• **Required task**
Write out each of the rows below word for word, leaving out the pictures.
+++ Material shown +++
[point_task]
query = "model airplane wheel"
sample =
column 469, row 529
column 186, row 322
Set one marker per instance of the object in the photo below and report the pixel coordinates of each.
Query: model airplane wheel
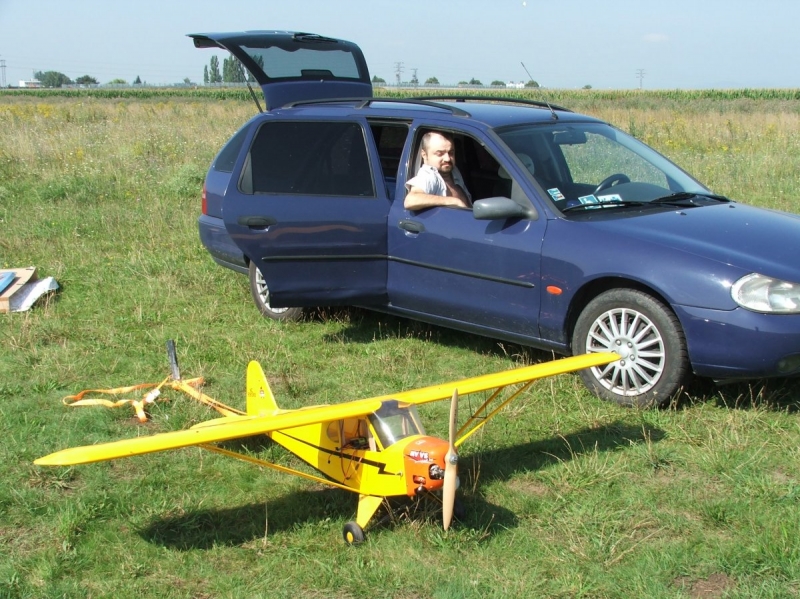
column 459, row 510
column 353, row 533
+++
• **The result**
[point_task]
query = "model airplane wheel"
sample =
column 469, row 529
column 186, row 322
Set one marker per instance of the object in the photo below and report the pixel coordinates of each.
Query: model airplane wheel
column 459, row 510
column 353, row 533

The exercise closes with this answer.